## AIM OF THE EXERCISE
From the data below, repeat exactly the lines from the line with "Target: brown horse" to the line with "[point] dirt path", both included.

## EXERCISE DATA
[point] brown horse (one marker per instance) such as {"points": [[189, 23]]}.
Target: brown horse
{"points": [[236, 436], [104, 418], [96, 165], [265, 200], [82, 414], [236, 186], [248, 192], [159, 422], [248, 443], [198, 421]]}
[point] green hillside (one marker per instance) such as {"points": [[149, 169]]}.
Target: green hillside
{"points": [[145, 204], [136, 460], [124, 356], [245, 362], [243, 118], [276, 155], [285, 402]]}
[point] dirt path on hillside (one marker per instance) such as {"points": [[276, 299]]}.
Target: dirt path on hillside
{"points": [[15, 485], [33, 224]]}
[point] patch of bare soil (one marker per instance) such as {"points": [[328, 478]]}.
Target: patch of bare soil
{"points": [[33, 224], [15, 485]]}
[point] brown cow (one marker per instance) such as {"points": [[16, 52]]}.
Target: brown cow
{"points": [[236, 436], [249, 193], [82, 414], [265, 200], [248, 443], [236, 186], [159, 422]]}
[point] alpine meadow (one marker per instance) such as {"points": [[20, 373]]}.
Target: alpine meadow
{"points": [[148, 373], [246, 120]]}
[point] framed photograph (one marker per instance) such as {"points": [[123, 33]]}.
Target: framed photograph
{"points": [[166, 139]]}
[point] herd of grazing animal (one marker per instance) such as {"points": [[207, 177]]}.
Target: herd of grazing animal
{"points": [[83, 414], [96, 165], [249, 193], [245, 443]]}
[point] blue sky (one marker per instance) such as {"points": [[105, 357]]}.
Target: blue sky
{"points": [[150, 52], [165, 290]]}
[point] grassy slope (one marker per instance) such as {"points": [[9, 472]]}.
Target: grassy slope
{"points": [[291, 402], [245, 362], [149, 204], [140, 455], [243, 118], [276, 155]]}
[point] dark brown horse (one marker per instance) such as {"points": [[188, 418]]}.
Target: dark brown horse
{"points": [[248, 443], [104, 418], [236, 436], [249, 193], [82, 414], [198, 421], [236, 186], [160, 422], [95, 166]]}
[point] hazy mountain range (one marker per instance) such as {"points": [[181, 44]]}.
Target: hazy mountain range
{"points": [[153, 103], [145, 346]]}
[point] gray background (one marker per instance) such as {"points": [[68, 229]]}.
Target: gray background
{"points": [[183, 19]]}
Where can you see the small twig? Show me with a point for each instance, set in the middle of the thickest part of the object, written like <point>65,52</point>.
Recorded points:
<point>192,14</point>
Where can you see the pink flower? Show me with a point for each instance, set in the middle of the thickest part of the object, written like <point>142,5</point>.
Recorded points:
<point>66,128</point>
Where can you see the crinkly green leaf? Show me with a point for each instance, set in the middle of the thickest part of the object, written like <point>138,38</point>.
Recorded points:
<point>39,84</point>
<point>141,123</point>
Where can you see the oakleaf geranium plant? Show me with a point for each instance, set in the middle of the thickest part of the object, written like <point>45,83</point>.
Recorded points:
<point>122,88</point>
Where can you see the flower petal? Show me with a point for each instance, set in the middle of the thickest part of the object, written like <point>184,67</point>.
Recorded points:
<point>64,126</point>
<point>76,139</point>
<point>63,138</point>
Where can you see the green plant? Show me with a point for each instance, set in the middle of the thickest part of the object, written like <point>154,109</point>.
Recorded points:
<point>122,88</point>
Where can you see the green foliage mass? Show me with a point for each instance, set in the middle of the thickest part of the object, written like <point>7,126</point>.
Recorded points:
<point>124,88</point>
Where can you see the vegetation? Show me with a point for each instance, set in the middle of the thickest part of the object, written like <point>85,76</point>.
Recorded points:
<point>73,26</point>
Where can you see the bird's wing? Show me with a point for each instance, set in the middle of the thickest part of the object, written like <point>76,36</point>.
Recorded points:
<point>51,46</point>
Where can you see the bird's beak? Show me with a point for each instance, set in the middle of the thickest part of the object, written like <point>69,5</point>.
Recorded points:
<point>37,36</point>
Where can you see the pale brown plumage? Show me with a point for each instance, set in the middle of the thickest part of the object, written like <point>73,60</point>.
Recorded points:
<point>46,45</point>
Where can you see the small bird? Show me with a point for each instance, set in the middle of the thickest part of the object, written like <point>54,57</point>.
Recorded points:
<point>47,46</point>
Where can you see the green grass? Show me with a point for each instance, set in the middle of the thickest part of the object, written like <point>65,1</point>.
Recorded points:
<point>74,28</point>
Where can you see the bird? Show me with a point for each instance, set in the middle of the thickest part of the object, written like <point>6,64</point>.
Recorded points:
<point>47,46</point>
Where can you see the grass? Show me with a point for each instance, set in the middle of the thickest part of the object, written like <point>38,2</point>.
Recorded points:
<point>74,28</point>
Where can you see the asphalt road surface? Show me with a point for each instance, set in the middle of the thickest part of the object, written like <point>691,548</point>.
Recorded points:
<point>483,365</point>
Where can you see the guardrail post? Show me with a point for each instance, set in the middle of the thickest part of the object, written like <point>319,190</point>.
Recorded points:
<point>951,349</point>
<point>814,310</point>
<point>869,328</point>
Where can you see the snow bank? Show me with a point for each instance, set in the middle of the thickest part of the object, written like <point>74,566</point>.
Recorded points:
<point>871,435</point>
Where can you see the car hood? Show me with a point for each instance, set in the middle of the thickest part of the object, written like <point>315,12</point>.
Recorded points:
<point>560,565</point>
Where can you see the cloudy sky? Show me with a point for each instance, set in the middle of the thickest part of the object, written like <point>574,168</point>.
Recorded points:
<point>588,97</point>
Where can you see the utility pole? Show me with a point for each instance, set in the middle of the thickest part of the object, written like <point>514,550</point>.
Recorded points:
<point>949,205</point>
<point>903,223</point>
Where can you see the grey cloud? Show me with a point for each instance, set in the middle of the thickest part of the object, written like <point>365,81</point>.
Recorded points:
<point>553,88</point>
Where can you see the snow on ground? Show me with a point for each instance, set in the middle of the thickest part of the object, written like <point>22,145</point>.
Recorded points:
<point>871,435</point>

## EXPECTED ANSWER
Target: brown horse
{"points": [[236, 436], [104, 418], [96, 165], [265, 200], [82, 414], [236, 186], [248, 192], [159, 422], [248, 443], [198, 421]]}
[point] green hillside (one marker per instance) such as {"points": [[149, 169]]}.
Target: green hillside
{"points": [[145, 204], [136, 460], [124, 356], [245, 362], [243, 118], [276, 155], [285, 402]]}
[point] dirt path on hillside (one marker per instance) such as {"points": [[276, 299]]}.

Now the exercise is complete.